*TASK PROMPT:*
What follows are records. Restate all of them word for word.
* BEGIN RECORDS FOR THIS EXERCISE *
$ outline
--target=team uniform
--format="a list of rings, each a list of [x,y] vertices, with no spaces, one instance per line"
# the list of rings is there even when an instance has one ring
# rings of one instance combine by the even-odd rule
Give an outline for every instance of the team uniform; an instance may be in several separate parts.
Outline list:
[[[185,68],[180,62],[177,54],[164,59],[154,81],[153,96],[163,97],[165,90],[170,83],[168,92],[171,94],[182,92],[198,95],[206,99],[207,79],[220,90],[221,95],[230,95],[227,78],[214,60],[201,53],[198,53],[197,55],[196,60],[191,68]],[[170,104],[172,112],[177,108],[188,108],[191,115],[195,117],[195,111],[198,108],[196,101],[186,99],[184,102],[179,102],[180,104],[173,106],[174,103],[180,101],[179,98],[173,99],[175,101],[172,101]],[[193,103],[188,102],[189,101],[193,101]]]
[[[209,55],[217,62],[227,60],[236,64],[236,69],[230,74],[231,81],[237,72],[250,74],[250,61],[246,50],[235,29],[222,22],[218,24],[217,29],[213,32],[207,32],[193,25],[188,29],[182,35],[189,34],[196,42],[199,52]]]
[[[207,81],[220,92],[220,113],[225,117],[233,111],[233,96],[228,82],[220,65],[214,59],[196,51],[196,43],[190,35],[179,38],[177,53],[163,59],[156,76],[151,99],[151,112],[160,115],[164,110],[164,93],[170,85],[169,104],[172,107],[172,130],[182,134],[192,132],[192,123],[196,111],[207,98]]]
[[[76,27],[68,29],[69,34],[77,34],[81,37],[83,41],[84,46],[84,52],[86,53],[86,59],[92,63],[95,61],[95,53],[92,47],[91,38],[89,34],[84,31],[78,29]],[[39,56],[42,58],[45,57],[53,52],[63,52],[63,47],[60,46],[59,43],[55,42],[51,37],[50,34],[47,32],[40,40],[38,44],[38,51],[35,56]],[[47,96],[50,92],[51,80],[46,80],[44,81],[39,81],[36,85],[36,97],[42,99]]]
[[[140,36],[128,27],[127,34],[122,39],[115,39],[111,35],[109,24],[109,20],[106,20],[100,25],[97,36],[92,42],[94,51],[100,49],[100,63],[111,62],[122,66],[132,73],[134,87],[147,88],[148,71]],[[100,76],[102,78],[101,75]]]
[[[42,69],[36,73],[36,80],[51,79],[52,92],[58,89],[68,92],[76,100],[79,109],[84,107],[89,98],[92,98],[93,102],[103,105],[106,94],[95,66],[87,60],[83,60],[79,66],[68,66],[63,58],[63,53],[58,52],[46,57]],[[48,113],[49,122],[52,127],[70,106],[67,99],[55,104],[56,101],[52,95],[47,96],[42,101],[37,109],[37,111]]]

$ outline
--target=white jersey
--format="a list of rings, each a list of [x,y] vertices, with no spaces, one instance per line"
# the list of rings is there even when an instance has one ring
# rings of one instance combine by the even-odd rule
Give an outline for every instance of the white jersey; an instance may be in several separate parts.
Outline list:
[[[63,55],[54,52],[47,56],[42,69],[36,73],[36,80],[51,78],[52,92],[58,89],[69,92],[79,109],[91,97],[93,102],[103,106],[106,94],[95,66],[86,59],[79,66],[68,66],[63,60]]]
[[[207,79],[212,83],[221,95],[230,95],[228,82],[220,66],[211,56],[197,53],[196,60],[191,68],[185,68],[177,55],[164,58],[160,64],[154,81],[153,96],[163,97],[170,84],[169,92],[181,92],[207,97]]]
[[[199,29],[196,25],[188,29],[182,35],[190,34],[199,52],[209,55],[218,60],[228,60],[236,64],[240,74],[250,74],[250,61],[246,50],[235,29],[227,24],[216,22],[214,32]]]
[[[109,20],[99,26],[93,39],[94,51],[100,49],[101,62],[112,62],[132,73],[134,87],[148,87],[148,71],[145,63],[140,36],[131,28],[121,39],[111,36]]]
* END RECORDS FOR THIS EXERCISE *
*TASK ANSWER:*
$ outline
--target=team uniform
--format="a list of rings, each a list of [x,y] vertices, with no spaces, one instance per line"
# the list of rings is there even when an instance has one ring
# rings of one instance combine by the even-odd rule
Give an outline for every instance of the team uniform; an instance may be in several separate parts.
Outline list:
[[[185,68],[180,62],[177,54],[164,59],[154,81],[153,96],[163,97],[165,90],[170,83],[168,92],[171,94],[182,92],[198,95],[206,99],[207,79],[220,90],[221,95],[230,95],[227,78],[214,60],[201,53],[198,53],[197,55],[196,60],[191,68]],[[170,104],[172,112],[177,108],[188,108],[191,115],[195,117],[195,111],[198,108],[196,101],[186,99],[184,102],[179,102],[180,104],[173,106],[174,103],[180,101],[179,98],[173,99],[175,101],[172,101]],[[193,103],[188,102],[189,101],[193,101]]]
[[[209,55],[217,62],[227,60],[236,64],[236,69],[230,74],[231,81],[237,72],[250,74],[250,61],[246,50],[235,29],[222,22],[218,24],[217,29],[213,32],[207,32],[193,25],[188,29],[182,35],[189,34],[196,42],[199,52]]]
[[[207,81],[220,92],[220,113],[225,117],[233,111],[233,96],[228,82],[220,65],[214,59],[196,51],[196,43],[190,35],[179,38],[177,53],[163,59],[156,76],[151,99],[151,112],[160,115],[164,110],[164,93],[170,85],[169,104],[172,107],[172,130],[182,134],[192,132],[192,123],[196,111],[207,98]]]
[[[76,27],[68,29],[69,34],[77,34],[81,37],[83,41],[84,46],[84,52],[86,53],[86,59],[92,63],[95,61],[95,53],[92,47],[91,38],[89,34],[84,31],[78,29]],[[39,56],[42,58],[45,57],[53,52],[63,52],[63,47],[60,46],[59,43],[55,42],[51,37],[50,34],[47,32],[40,40],[38,44],[38,51],[35,56]],[[47,96],[50,92],[51,80],[46,80],[44,81],[39,81],[36,85],[36,97],[42,99]]]
[[[140,36],[128,27],[127,34],[122,39],[115,39],[111,35],[109,24],[109,20],[106,20],[100,25],[97,36],[92,42],[94,51],[100,49],[100,63],[111,62],[122,66],[132,73],[134,87],[147,88],[148,71]],[[100,76],[102,78],[101,75]]]
[[[42,69],[36,73],[36,80],[51,79],[52,92],[58,89],[68,92],[76,100],[79,109],[84,107],[89,98],[92,98],[93,102],[103,105],[106,94],[95,66],[87,60],[83,60],[79,66],[68,66],[63,58],[63,53],[58,52],[46,57]],[[48,113],[49,122],[52,127],[70,106],[67,99],[55,104],[56,101],[52,95],[47,96],[42,101],[37,109],[37,111]]]

$ outline
--target=white jersey
--format="a list of rings, each a list of [x,y] vertices, with no spaces, one instance per line"
# the list of rings is there even when an instance has one ring
# rings of one instance combine by the even-odd rule
Give an outline for every instance of the white jersey; an instance may be in several separate parts.
Outline list:
[[[63,55],[54,52],[47,56],[42,69],[36,73],[36,80],[51,78],[52,92],[58,89],[69,92],[79,109],[91,97],[93,102],[103,106],[106,94],[95,66],[86,59],[79,66],[68,66],[63,60]]]
[[[207,79],[212,83],[221,95],[230,95],[228,82],[220,66],[211,56],[197,53],[196,60],[191,68],[185,68],[177,55],[164,58],[160,64],[154,81],[153,96],[163,97],[170,84],[169,92],[181,92],[207,97]]]
[[[199,29],[196,25],[188,29],[182,35],[190,34],[199,52],[209,55],[218,60],[228,60],[236,64],[240,74],[250,74],[250,61],[246,50],[235,29],[227,24],[216,22],[214,32]]]
[[[109,20],[99,26],[93,39],[94,51],[100,49],[101,62],[112,62],[132,73],[134,87],[148,87],[148,71],[145,63],[140,36],[131,28],[121,39],[111,36]]]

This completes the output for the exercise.